- [REQUIRED WORK]:
1. Reproduce verbatim the portion of the global snapshots message starting with "However, xmin holding" and going on through "timeout between export/import.".
2. Resume the global snapshots message after its final sentence.

- [DOCUMENT TEXT]:
╭──

Quick Links

Re: Global snapshots

From:	Stas Kelvich <s(dot)kelvich(at)postgrespro(dot)ru>
To:	Robert Haas <robertmhaas(at)gmail(dot)com>
Cc:	PostgreSQL Hackers <pgsql-hackers(at)postgresql(dot)org>
Subject:	Re: Global snapshots
Date:	2018-05-14 11:20:59
Message-ID:	25966165-21FE-4C9C-A5DD-4E31D82487FB@postgrespro.ru
Views:	Whole Thread \| Raw Message \| Download mbox \| Resend email
Thread:
Lists:	pgsql-hackers

> On 9 May 2018, at 17:51, Robert Haas <robertmhaas(at)gmail(dot)com> wrote:
>
> Ouch. That's not so bad at READ COMMITTED, but at higher isolation
> levels failure becomes extremely likely. Any multi-statement
> transaction that lasts longer than global_snapshot_defer_time is
> pretty much doomed.

Ouch indeed. Current xmin holding scheme has two major drawbacks: it introduces
timeout between export/import of snapshot and holds xmin in pessimistic way, so
old versions will be preserved even when there were no global transactions. On
a positive side is simplicity: that is the only way which I can think of that
doesn't require distributed calculation of global xmin, which in turn, will
probably require permanent connection to remote postgres_fdw node. It is not
hard to add some background worker to postgres_fdw that will hold permanent
connection, but I afraid that it is very discussion-prone topic and that's why
I tried to avoid that.

> I don't think holding back xmin is a very good strategy. Maybe it
> won't be so bad if and when we get zheap, since only the undo log will
> bloat rather than the table. But as it stands, holding back xmin
> means everything bloats and you have to CLUSTER or VACUUM FULL the
> table in order to fix it.

Well, opened local transaction in postgres holds globalXmin for whole postgres
instance (with exception of STO). Also active global transaction should hold
globalXmin of participating nodes to be able to read right versions (again,
with exception of STO).
However, xmin holding scheme itself can be different. For example we can
periodically check (lets say every 1-2 seconds) oldest GlobalCSN on each node
and delay globalXmin advancement only if there is really exist some long
transaction. So the period of bloat will be limited by this 1-2 seconds, and
will not impose timeout between export/import.

╰──

- [INFORMATION GIVEN]:
╭──

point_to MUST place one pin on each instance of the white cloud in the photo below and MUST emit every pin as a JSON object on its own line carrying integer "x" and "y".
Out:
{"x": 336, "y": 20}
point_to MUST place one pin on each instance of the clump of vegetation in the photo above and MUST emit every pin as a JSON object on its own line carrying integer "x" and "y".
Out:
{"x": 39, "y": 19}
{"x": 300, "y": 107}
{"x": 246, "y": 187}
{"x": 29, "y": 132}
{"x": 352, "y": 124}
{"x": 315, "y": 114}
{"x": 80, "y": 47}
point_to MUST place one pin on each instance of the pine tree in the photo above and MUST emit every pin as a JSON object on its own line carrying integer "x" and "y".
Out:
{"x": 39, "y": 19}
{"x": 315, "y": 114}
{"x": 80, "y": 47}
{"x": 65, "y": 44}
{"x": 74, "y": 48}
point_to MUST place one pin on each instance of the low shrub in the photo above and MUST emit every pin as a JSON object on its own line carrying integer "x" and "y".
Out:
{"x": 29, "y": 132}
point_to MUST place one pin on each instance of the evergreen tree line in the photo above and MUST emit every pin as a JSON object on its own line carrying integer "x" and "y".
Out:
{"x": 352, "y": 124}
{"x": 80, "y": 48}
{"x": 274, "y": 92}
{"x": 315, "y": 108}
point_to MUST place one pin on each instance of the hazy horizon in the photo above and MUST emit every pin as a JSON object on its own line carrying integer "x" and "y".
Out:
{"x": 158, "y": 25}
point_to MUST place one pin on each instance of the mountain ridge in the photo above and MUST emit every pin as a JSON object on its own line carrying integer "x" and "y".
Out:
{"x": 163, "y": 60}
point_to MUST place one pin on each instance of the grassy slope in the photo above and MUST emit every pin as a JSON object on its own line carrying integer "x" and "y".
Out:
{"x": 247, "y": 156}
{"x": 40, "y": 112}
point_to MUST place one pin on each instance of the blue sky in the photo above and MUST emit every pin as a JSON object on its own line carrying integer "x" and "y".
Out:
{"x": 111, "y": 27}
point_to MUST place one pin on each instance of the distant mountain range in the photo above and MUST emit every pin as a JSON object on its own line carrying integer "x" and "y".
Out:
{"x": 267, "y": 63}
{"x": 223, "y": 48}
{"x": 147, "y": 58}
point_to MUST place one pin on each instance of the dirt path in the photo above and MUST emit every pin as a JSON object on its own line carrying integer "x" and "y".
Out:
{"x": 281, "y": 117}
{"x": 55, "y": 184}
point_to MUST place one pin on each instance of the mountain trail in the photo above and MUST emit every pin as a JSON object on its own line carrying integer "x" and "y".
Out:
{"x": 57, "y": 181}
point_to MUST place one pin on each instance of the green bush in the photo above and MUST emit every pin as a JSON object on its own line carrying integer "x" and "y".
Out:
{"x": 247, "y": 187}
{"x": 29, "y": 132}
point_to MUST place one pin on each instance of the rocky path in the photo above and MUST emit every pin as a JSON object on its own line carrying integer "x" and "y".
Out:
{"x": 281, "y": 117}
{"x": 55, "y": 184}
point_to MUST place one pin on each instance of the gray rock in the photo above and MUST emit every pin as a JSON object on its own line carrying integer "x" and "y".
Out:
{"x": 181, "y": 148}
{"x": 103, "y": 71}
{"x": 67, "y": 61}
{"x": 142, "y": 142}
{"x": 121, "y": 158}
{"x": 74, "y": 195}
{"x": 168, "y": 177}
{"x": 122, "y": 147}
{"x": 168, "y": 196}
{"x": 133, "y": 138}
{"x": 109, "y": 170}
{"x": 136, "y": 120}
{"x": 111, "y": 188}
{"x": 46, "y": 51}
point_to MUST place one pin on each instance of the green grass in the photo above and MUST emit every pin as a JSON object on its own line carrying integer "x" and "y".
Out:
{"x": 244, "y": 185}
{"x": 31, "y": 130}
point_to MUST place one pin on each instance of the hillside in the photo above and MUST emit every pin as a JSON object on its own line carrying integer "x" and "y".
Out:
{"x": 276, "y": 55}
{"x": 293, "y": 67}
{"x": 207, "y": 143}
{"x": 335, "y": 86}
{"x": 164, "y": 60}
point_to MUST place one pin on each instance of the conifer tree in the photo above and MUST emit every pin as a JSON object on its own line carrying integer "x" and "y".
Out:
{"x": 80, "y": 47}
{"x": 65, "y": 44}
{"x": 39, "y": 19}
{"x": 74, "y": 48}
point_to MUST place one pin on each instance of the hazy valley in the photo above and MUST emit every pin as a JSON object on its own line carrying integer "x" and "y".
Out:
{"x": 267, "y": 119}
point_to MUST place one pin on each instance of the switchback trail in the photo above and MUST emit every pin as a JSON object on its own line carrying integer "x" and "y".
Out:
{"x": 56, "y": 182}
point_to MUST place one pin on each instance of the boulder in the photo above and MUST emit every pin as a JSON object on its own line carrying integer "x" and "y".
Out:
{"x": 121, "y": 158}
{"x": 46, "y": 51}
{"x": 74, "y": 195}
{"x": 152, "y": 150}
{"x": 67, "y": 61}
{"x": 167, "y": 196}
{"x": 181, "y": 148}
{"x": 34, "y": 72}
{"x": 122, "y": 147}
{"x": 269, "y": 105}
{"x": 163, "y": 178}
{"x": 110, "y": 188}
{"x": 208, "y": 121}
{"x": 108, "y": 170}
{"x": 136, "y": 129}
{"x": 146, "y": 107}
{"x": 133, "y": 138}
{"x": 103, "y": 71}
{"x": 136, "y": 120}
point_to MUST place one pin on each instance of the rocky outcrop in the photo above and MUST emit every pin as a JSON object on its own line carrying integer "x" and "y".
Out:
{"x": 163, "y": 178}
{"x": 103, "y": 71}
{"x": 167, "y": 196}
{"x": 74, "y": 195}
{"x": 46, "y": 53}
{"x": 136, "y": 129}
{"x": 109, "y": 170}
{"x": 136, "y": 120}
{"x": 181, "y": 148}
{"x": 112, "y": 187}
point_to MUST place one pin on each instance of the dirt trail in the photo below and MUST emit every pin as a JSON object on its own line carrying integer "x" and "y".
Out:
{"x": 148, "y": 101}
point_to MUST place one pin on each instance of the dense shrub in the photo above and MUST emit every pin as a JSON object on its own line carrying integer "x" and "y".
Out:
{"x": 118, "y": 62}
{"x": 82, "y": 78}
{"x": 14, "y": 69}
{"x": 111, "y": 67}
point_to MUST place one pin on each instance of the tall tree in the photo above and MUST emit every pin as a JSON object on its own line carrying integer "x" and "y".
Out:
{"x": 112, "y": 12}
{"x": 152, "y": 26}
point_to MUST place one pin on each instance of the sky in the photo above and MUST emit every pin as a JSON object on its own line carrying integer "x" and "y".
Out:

╰──

- [TASK-BY-TASK OUTPUTS]:
1.
However, xmin holding scheme itself can be different. For example we can
periodically check (lets say every 1-2 seconds) oldest GlobalCSN on each node
and delay globalXmin advancement only if there is really exist some long
transaction. So the period of bloat will be limited by this 1-2 seconds, and
will not impose timeout between export/import.

2.
Also, I want to note, that global_snapshot_defer_time values about
of tens of seconds doesn't change much in terms of bloat comparing to logical
replication. Active logical slot holds globalXmin by setting
replication_slot_xmin, which is advanced on every RunningXacts, which in turn
logged every 15 seconds (hardcoded in LOG_SNAPSHOT_INTERVAL_MS).

> If the behavior were really analogous to our existing "snapshot too
> old" feature, it wouldn't be so bad. Old snapshots continue to work
> without error so long as they only read unmodified data, and only
> error out if they hit modified pages.

That is actually a good idea that I missed, thanks. Really since all logic
for checking modified pages is already present, it is possible to reuse that
and don't raise "Global STO" error right when old snapshot is imported, but
only in case when global transaction read modified page. I will implement
that and update patch set.

Summarising, I think, that introducing some permanent connections to
postgres_fdw node will put too much burden on this patch set and that it will
be possible to address that later (in a long run such connection will be anyway
needed at least for a deadlock detection). However, if you think that current
behavior + STO analog isn't good enough, then I'm ready to pursue that track.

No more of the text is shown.